[[ THE INPUT open ]]

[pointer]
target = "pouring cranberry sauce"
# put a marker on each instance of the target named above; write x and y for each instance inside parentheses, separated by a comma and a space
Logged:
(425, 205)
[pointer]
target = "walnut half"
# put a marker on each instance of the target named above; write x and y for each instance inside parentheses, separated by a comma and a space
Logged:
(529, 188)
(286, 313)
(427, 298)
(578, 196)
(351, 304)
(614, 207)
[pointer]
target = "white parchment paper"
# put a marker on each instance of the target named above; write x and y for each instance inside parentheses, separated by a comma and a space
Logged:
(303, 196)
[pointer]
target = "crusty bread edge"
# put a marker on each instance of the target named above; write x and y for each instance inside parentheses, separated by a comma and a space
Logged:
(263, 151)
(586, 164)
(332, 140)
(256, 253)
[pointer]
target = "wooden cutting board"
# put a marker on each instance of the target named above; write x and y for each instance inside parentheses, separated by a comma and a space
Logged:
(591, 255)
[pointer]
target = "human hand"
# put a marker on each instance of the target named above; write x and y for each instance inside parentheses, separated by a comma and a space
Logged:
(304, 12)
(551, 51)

[[ THE INPUT closed ]]

__GOAL OF THE EXERCISE__. Exactly as they appear, restate all of the entries.

__WRITTEN REPLY__.
[pointer]
target = "pouring cranberry sauce"
# put a marker on each instance of the target named above; write x and y for each instance inside parentheses, separated by a comma and a space
Logged:
(425, 205)
[pointer]
target = "walnut half"
# put a marker on each instance of the target named above; write x and y for each instance inside parentheses, separated by a comma and a space
Logged:
(529, 188)
(286, 313)
(427, 298)
(578, 196)
(351, 304)
(614, 207)
[pointer]
target = "white parchment paper"
# put a marker on each instance of the target named above; write x and y for each instance inside parentheses, separated by a comma and a space
Logged:
(303, 196)
[pointer]
target = "crusty bread edge"
# put a marker on each instance of the target named above; write x and y for each instance inside parentheses, separated by a comma and a space
Logged:
(263, 151)
(586, 164)
(332, 140)
(256, 253)
[pointer]
target = "wooden cutting board"
# put a marker on each instance of the target named above; write x and y for each instance inside parentheses, separated by a comma and a space
Logged:
(591, 255)
[pointer]
target = "human hand"
# put a marker on each instance of the target named above; write x and y for each instance inside parentheses, separated by a comma and a space
Logged:
(304, 12)
(551, 51)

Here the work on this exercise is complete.